▶ **Material to process**
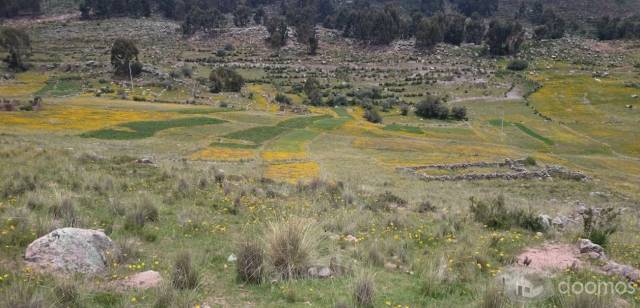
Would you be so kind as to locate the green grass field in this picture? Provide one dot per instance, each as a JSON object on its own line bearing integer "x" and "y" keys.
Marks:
{"x": 322, "y": 188}
{"x": 141, "y": 130}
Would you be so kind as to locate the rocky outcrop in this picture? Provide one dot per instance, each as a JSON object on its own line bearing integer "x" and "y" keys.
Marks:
{"x": 71, "y": 250}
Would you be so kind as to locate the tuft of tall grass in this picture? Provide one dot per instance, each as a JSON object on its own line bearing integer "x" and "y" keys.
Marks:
{"x": 250, "y": 261}
{"x": 184, "y": 275}
{"x": 494, "y": 298}
{"x": 364, "y": 290}
{"x": 292, "y": 247}
{"x": 496, "y": 215}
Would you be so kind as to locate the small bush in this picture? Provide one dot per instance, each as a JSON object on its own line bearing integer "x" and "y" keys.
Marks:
{"x": 250, "y": 262}
{"x": 386, "y": 201}
{"x": 149, "y": 210}
{"x": 530, "y": 161}
{"x": 494, "y": 298}
{"x": 291, "y": 247}
{"x": 404, "y": 110}
{"x": 364, "y": 291}
{"x": 184, "y": 275}
{"x": 599, "y": 225}
{"x": 459, "y": 113}
{"x": 432, "y": 108}
{"x": 518, "y": 65}
{"x": 494, "y": 214}
{"x": 372, "y": 116}
{"x": 283, "y": 99}
{"x": 134, "y": 221}
{"x": 225, "y": 79}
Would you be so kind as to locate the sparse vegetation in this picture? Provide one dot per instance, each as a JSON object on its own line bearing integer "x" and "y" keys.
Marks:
{"x": 229, "y": 149}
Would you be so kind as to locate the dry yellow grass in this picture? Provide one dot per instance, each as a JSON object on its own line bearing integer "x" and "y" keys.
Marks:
{"x": 223, "y": 154}
{"x": 25, "y": 84}
{"x": 57, "y": 117}
{"x": 260, "y": 93}
{"x": 293, "y": 172}
{"x": 273, "y": 156}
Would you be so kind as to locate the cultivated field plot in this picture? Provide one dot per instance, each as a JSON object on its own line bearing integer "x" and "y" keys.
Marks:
{"x": 164, "y": 164}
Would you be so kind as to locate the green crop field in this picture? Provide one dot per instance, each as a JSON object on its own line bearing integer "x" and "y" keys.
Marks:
{"x": 364, "y": 175}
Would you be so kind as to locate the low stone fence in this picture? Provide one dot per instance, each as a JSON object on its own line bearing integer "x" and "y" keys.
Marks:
{"x": 516, "y": 166}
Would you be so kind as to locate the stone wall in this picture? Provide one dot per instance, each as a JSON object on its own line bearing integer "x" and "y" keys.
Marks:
{"x": 518, "y": 172}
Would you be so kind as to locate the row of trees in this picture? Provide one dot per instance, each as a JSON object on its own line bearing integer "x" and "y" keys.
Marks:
{"x": 110, "y": 8}
{"x": 618, "y": 28}
{"x": 18, "y": 46}
{"x": 13, "y": 8}
{"x": 502, "y": 36}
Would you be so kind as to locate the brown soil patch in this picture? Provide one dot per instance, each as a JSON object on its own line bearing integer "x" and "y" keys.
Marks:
{"x": 551, "y": 257}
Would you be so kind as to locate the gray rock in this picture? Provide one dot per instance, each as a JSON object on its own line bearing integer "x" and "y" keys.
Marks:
{"x": 587, "y": 247}
{"x": 560, "y": 222}
{"x": 312, "y": 272}
{"x": 545, "y": 220}
{"x": 324, "y": 272}
{"x": 71, "y": 250}
{"x": 141, "y": 281}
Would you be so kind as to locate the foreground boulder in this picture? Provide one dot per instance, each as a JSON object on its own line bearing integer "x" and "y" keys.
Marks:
{"x": 71, "y": 250}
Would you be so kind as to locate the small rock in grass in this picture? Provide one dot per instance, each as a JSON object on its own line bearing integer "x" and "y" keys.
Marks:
{"x": 142, "y": 281}
{"x": 71, "y": 250}
{"x": 324, "y": 272}
{"x": 350, "y": 238}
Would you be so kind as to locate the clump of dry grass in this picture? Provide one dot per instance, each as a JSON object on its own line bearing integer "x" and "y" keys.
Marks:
{"x": 250, "y": 262}
{"x": 585, "y": 300}
{"x": 65, "y": 210}
{"x": 22, "y": 293}
{"x": 165, "y": 297}
{"x": 66, "y": 293}
{"x": 364, "y": 290}
{"x": 184, "y": 275}
{"x": 292, "y": 247}
{"x": 494, "y": 298}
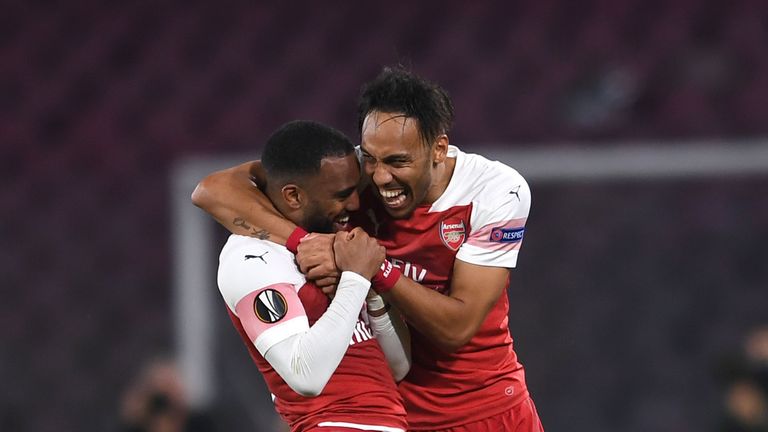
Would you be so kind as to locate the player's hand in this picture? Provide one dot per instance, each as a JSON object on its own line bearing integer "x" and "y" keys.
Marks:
{"x": 315, "y": 258}
{"x": 356, "y": 251}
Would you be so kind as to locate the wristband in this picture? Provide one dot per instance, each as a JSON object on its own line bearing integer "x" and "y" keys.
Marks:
{"x": 375, "y": 303}
{"x": 386, "y": 278}
{"x": 293, "y": 240}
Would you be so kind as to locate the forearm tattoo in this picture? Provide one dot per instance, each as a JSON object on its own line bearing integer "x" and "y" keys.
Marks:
{"x": 260, "y": 234}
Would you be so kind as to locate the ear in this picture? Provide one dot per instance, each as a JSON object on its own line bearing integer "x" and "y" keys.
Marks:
{"x": 293, "y": 195}
{"x": 440, "y": 149}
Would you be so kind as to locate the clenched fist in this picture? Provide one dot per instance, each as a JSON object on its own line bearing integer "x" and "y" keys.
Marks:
{"x": 357, "y": 252}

▶ **Instructions to follow**
Each line from the one with "Would you be so kind as to locate the forearm" through the last line of the records must be written out word for word. Include nothing else.

▶ **Solution to the problem**
Would you be so kind as to locate the forearm tattoo in this picture? Provide one dot per instance, each as a JSON object on its own line bearing integer "x" and "y" keys.
Marks:
{"x": 260, "y": 234}
Would you be so kind as to locate the ear in this picture? Provide one dot per instance, each as a JSON object on its own line bearing integer "x" and "y" keys.
Marks:
{"x": 293, "y": 195}
{"x": 440, "y": 149}
Would you be so kind as to locate the clenched fist in this picture? Provide one dot per instance, each as a JSON object on its own line bearing integer "x" and "y" keys.
Marks:
{"x": 357, "y": 252}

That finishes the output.